— AIM —
Transcribe every one of the lines below without altering a single character.

————————

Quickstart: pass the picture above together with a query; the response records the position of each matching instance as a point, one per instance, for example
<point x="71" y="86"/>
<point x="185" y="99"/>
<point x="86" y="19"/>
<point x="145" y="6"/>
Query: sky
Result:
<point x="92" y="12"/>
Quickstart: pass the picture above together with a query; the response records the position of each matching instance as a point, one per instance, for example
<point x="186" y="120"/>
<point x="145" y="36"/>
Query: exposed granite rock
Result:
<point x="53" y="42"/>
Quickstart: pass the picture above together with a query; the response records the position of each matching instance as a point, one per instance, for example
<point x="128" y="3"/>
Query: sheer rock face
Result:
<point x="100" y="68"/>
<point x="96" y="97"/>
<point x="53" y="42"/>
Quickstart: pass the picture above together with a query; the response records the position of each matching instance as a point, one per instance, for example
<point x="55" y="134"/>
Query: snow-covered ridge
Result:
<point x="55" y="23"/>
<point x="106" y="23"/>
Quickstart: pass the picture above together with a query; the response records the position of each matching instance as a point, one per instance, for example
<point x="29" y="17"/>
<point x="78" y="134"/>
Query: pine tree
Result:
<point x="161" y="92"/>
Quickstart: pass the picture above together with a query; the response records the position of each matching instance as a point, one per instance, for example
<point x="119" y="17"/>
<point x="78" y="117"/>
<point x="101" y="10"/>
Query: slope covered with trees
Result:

————————

— SOLUTION —
Quickstart: pass the picture above together with a query; the response records the position of each matching instance as a point, one per instance, for example
<point x="71" y="86"/>
<point x="185" y="99"/>
<point x="86" y="19"/>
<point x="145" y="6"/>
Query: sky
Result:
<point x="92" y="12"/>
Quickstart: pass the picture above together with a query; the response records the position of each matching instance as a point, one per instance, for example
<point x="186" y="120"/>
<point x="145" y="36"/>
Query: exposed granite rock
Result:
<point x="53" y="42"/>
Quickstart: pass the picture above together with a query; the response records the position of each matching instance as a point, one per instance, for example
<point x="128" y="3"/>
Query: sheer rock face
Result:
<point x="100" y="68"/>
<point x="96" y="97"/>
<point x="53" y="42"/>
Quickstart: pass the picture above together with a query; the response records the position of each matching instance as a point, one per instance, for example
<point x="55" y="134"/>
Query: snow-covered ridge
Result:
<point x="55" y="23"/>
<point x="106" y="23"/>
Quickstart: pass the picture above together with a query; the response records the position of each matching instance as a point, one per instance, for example
<point x="29" y="17"/>
<point x="78" y="134"/>
Query: pine tree
Result:
<point x="161" y="92"/>
Quickstart: pass the picture above together with a query; the response records the position of each matching instance as a point, one per instance, for example
<point x="119" y="17"/>
<point x="78" y="117"/>
<point x="101" y="10"/>
Query: slope covered with trees
Result:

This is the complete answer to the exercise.